**Activity**
Every entry below must be transcribed word for word, and the images must be left out.

**Given records**
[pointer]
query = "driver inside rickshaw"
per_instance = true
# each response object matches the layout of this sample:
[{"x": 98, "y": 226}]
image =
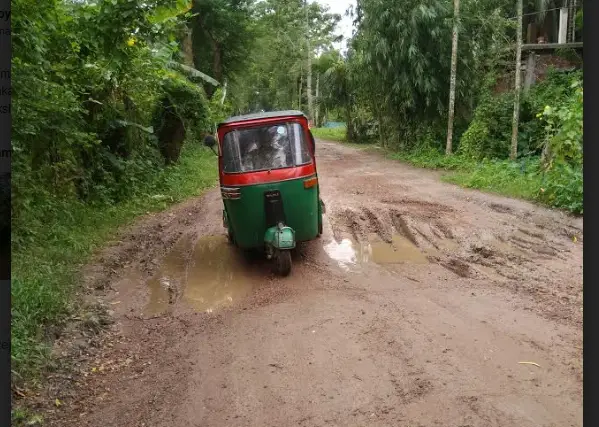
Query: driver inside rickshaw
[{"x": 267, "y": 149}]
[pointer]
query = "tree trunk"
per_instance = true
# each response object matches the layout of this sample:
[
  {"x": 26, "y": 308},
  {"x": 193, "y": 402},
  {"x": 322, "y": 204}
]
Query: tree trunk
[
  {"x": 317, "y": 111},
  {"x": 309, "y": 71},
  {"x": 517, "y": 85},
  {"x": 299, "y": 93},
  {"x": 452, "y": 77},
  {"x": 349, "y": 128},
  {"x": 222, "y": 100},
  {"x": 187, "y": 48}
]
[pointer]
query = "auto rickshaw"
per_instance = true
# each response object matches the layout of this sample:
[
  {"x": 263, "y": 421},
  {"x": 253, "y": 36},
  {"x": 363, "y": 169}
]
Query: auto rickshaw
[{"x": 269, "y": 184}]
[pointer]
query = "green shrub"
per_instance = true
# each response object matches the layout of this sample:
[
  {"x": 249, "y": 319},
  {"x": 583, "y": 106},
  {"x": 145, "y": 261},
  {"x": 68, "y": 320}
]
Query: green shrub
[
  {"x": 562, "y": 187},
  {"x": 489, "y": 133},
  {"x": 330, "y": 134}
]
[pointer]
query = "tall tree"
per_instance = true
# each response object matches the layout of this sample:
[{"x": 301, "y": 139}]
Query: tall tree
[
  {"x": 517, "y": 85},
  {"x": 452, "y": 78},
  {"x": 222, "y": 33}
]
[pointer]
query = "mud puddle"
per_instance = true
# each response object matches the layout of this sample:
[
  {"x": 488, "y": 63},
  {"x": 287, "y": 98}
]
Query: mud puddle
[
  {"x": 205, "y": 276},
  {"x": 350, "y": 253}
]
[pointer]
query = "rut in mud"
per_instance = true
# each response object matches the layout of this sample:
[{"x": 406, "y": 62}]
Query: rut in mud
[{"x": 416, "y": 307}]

**Solution for this problem**
[pointer]
query = "driver inside rickshaw"
per_instance = true
# each response object matches the layout of this sample:
[{"x": 98, "y": 226}]
image =
Query: driver inside rickshaw
[{"x": 267, "y": 149}]
[pointer]
query = "tree trunk"
per_instance = true
# each response object matches the layout of this sample:
[
  {"x": 26, "y": 308},
  {"x": 193, "y": 402},
  {"x": 322, "y": 204}
]
Query: tree trunk
[
  {"x": 317, "y": 111},
  {"x": 309, "y": 71},
  {"x": 517, "y": 85},
  {"x": 299, "y": 93},
  {"x": 452, "y": 77},
  {"x": 349, "y": 128},
  {"x": 222, "y": 100},
  {"x": 187, "y": 48}
]
[pointer]
query = "auto rickshaw"
per_instance = true
# each response object matches the layout of this sample:
[
  {"x": 263, "y": 421},
  {"x": 253, "y": 36},
  {"x": 363, "y": 169}
]
Query: auto rickshaw
[{"x": 269, "y": 184}]
[pointer]
query = "green shrub"
per_instance = true
# each response object matches the layout of this sample:
[
  {"x": 249, "y": 319},
  {"x": 583, "y": 106},
  {"x": 145, "y": 261},
  {"x": 68, "y": 320}
]
Query: green shrub
[
  {"x": 562, "y": 187},
  {"x": 489, "y": 133},
  {"x": 330, "y": 134}
]
[pointer]
query = "tall tree"
per_instance = true
# each response object matches the layout of this sample:
[{"x": 301, "y": 139}]
Query: tall tree
[
  {"x": 517, "y": 85},
  {"x": 452, "y": 78},
  {"x": 222, "y": 33}
]
[pointer]
query = "mud puddle"
per_instance = true
# each response object matches the layout of this sample:
[
  {"x": 488, "y": 63},
  {"x": 287, "y": 98}
]
Query: mud puddle
[
  {"x": 205, "y": 276},
  {"x": 350, "y": 253}
]
[pointer]
query = "rut in mud"
per_instance = true
# each response object matches the layout of this sample:
[{"x": 406, "y": 62}]
Query: rut in mud
[{"x": 416, "y": 307}]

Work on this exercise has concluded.